Things to do ▸
(1) Write out the part of the EU referendum page that opens with the words containing "What does the EU do for…?" and closes with "to these questions.", swapping "frequently asked questions" for "common questions".
(2) Answer these questions from the EU referendum page:
(a) About how many countries signed the climate deal in Paris?
(b) How many EU countries does the section on the environment mention?
(c) Between which dates was no material published on the website?
(3) Carry on the EU referendum page from where it stops.

Text ▸
This site contains government information on the EU referendum. No material was published on this website between 27 May and 23 June 2016, in line with the restrictions set out in the Political Parties, Elections and Referendums Act 2000.

What does the EU do for…?

The EU referendum takes place on the 23rd June. On this page you'll find some frequently asked questions on a range of topics related to the UK's EU membership and the Government's answers to these questions.

What does the EU do for climate change?

The recent climate change deal in Paris saw almost 200 countries come together to sign the first global climate deal ever agreed. It was a big step forward, and a good example of how the UK can use its membership of the EU to magnify its voice in the world. The EU did more than any other group to define the key elements of the agreement. The UK’s position within the EU meant we played a significant role in helping to shape the EU’s goals and approach.

What does the EU do for the environment?

By harnessing the clout of all 28 EU countries the UK has led the way in tackling some of the world’s toughest environmental problems. This includes taking action to stop trade in illegally logged timber, working together to keep our seas and beaches clean, and working to significantly reduce air pollution. Environmental problems often don’t just affect one country, they can affect the whole of Europe. So we have to work together to tackle them.

What does the EU do for workers?

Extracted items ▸

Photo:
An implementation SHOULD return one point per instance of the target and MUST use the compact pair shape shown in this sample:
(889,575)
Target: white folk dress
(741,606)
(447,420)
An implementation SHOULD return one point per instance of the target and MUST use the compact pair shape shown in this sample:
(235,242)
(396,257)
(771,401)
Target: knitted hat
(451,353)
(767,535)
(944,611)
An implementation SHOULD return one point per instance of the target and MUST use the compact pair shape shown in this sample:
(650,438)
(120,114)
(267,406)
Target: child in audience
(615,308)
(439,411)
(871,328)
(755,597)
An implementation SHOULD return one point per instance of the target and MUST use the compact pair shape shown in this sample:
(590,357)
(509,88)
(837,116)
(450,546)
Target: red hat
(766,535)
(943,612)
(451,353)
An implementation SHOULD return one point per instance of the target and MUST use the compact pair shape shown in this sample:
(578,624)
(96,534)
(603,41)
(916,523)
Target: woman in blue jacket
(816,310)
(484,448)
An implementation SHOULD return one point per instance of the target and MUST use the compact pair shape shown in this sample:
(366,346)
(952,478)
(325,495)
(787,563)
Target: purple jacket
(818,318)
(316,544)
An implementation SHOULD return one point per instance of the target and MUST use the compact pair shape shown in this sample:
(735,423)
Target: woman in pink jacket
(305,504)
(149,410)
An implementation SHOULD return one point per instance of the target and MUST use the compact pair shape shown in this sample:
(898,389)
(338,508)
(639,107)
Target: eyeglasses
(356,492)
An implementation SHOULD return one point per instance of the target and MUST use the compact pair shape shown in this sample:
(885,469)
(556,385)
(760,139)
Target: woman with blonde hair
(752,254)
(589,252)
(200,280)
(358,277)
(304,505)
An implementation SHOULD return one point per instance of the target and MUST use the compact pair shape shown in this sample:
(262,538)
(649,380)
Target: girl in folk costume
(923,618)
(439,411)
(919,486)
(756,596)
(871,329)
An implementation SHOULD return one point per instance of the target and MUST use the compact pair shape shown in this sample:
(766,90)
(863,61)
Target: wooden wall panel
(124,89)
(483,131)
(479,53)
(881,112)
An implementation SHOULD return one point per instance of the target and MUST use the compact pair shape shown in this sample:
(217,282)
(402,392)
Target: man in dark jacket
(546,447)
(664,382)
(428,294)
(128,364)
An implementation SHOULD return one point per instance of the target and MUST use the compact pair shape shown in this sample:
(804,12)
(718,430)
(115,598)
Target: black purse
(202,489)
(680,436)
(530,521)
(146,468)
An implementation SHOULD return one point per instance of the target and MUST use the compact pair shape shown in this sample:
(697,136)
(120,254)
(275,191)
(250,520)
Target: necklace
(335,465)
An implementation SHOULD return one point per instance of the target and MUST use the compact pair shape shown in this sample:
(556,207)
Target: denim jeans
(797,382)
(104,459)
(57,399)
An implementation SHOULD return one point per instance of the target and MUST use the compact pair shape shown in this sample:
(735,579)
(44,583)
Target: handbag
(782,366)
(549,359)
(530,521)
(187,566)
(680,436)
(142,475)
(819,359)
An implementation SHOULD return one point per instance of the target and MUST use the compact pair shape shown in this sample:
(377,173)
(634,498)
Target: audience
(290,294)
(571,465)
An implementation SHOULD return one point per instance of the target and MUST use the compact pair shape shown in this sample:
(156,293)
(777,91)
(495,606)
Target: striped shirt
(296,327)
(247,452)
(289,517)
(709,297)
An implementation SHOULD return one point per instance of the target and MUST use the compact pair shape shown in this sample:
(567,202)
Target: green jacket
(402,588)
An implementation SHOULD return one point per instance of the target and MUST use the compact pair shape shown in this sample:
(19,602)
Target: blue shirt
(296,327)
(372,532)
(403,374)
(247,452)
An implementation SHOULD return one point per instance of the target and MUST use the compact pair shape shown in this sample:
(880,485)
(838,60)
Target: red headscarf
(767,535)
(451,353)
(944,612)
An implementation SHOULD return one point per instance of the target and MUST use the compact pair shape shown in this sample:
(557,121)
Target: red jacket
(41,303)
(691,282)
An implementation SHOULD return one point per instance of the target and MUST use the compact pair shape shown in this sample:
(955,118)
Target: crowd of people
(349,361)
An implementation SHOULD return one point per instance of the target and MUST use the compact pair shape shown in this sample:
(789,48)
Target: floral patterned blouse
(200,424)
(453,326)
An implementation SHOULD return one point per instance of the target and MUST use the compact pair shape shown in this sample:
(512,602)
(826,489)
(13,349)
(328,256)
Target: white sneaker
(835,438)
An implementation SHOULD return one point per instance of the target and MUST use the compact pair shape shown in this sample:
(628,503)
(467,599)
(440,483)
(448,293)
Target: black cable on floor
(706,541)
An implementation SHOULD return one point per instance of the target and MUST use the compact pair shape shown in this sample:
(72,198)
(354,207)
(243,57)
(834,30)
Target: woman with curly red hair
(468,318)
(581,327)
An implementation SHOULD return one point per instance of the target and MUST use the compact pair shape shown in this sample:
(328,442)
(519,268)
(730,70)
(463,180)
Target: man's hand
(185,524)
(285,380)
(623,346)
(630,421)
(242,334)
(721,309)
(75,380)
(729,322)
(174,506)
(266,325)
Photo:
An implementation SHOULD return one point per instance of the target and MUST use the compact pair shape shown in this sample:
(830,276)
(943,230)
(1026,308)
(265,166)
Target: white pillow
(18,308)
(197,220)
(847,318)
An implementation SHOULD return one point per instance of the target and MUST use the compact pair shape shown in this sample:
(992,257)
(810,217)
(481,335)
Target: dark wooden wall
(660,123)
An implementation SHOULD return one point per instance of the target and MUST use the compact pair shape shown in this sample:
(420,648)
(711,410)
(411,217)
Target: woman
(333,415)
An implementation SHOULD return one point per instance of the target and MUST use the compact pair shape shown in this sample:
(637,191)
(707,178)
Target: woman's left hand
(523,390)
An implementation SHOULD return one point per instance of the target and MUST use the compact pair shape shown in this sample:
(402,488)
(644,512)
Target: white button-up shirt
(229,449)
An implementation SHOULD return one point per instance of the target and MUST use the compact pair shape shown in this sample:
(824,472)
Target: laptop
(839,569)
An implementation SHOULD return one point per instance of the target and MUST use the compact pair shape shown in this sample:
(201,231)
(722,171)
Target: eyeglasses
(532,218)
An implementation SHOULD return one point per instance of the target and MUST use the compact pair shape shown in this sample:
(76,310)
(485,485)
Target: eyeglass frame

Expected results ▸
(1)
What does the EU do for…?

The EU referendum takes place on the 23rd June. On this page you'll find some common questions on a range of topics related to the UK's EU membership and the Government's answers to these questions.

(2)
(a) Almost 200.
(b) 28.
(c) Between 27 May and 23 June 2016.

(3)
EU rules have guaranteed rights for workers, with the aim of promoting employment and improving working and living conditions across Europe. This includes a maximum 48-hour working week (which workers can opt-out of if they wish); paid holiday; and rules to prevent discrimination and guarantee fair treatment, such as those that guarantee maternity leave and ensure part-time workers have the same rights as full-time workers.

What does the EU do for farmers?

Our EU membership benefits the UK farming industry by giving easy access to the world’s largest single market of 500 million consumers, which accounts for 60 per cent of our food and drink exports worth £11 billion. Being in the EU means we can act collectively to prevent spread of disease, and common standards on labelling, food safety and animal health mean we have a level playing field with competitors. The National Farmers Union Council have resolved that “the interests of farmers are best served by our continuing membership of the European Union.”